→ **PROBLEM TO WORK ON**:
Reproduce all entries precisely as they are written.

→ **Location labeling records**:
++++++++++

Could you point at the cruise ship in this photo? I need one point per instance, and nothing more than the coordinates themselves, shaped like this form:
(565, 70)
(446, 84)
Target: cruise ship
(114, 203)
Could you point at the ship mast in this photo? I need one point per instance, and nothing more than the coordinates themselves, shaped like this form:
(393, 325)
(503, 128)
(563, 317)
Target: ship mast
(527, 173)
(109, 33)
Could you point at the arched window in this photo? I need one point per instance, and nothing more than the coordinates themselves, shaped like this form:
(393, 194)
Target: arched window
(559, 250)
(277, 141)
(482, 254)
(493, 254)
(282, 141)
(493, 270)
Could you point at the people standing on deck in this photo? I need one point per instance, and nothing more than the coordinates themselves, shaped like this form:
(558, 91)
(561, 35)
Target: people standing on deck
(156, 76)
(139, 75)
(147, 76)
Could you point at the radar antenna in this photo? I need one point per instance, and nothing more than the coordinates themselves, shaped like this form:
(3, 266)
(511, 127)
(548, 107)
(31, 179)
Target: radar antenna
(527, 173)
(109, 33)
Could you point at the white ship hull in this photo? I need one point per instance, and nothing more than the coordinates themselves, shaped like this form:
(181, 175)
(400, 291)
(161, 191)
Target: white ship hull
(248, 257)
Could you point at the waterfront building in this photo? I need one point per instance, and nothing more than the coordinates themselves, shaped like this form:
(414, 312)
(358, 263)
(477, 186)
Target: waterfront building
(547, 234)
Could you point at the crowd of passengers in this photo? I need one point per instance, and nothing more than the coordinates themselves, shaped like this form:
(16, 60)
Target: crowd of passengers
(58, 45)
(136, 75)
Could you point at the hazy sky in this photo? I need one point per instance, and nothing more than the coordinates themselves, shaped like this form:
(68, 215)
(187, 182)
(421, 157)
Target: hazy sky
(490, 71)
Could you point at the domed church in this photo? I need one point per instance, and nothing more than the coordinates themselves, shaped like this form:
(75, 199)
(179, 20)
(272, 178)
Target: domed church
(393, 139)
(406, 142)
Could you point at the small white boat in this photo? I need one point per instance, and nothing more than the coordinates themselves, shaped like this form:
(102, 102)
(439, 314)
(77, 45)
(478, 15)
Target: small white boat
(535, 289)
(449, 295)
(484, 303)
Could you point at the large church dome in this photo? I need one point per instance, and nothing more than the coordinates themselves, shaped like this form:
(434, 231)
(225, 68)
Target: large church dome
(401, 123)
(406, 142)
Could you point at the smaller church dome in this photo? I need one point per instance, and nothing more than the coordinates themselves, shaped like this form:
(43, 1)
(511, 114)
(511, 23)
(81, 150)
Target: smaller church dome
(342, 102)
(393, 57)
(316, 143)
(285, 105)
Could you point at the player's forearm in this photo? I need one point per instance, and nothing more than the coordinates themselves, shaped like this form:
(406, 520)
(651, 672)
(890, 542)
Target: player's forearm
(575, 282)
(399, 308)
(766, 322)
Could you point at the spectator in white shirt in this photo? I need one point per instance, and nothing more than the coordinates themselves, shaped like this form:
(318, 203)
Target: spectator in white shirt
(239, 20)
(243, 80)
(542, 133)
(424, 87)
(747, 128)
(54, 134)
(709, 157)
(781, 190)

++++++++++

→ **RESULT**:
Could you point at the cruise ship in this photo? I need one point per instance, and nothing more than the coordinates themselves, shaped like this form:
(565, 70)
(446, 84)
Target: cruise ship
(114, 203)
Could you point at the ship mast in this photo? I need one point per instance, and nothing more than the coordinates themselves, shaped like this form:
(393, 325)
(503, 128)
(563, 317)
Target: ship mast
(527, 173)
(109, 33)
Could you point at the arched window in this photo? I need one point per instance, and nothing more than the coordinates themselves, shaped like this form:
(393, 194)
Target: arched window
(559, 250)
(277, 141)
(482, 254)
(493, 254)
(282, 141)
(493, 270)
Could you point at the people standing on deck in this photo? I need one point per instance, and nothing more than the coordinates themselves, shaped like this form:
(558, 91)
(561, 35)
Target: people standing on deck
(156, 76)
(139, 75)
(147, 76)
Could you point at the radar antenna in this photo? I need one point per instance, and nothing more than the coordinates themselves, shaped like this form:
(3, 266)
(511, 127)
(548, 107)
(31, 179)
Target: radar antenna
(527, 173)
(109, 33)
Could you point at the white ship hull in this photo? I need one point per instance, and nothing more than the coordinates themselves, shaped like this form:
(181, 175)
(400, 291)
(161, 191)
Target: white ship hull
(248, 257)
Could you point at the waterfront building in this photo? I need one point per instance, and nothing more than the coordinates themselves, shaped like this form:
(414, 312)
(358, 263)
(477, 186)
Target: waterfront building
(547, 234)
Could you point at the crowd of passengers in this photo? I need one point per instance, and nothing more than the coordinates themselves, shaped like this form:
(16, 60)
Target: crowd of passengers
(58, 45)
(136, 75)
Could you point at the hazy sky in this photo? I need one point per instance, and nothing more than the coordinates themselves, shaped like this form:
(68, 215)
(187, 182)
(421, 157)
Target: hazy sky
(490, 71)
Could you point at the domed church in this photo? I need one point per instance, and nothing more than the coordinates themselves, shaped like this form:
(75, 199)
(179, 20)
(272, 178)
Target: domed church
(393, 139)
(406, 142)
Could you point at the small white boat in this photo? I need one point per instance, and nothing more than the coordinates themselves, shaped like this form:
(102, 102)
(439, 314)
(77, 45)
(478, 15)
Target: small white boat
(535, 289)
(449, 295)
(484, 303)
Could you point at the large church dome in this photo? I need one point per instance, and nothing more than the coordinates themselves, shaped like this form:
(434, 231)
(225, 68)
Target: large church dome
(401, 123)
(406, 142)
Could you point at the smaller church dome in this photo? I need one point per instance, and nothing more than the coordinates themselves, shaped like this form:
(43, 1)
(511, 114)
(511, 23)
(81, 150)
Target: smaller church dome
(342, 102)
(393, 57)
(316, 143)
(285, 105)
Could you point at the player's forearm in this photo? I need one point per instance, and nothing more than the coordinates themselves, shaped like this form:
(406, 520)
(651, 672)
(890, 542)
Target: player's forearm
(575, 282)
(399, 308)
(766, 322)
Could you point at the spectator in white shirt in this photo? I need one point per instance, and nothing more than the coordinates themselves, shaped like this form:
(318, 203)
Target: spectator in white shirt
(239, 20)
(243, 80)
(542, 133)
(424, 87)
(747, 128)
(54, 134)
(709, 157)
(781, 190)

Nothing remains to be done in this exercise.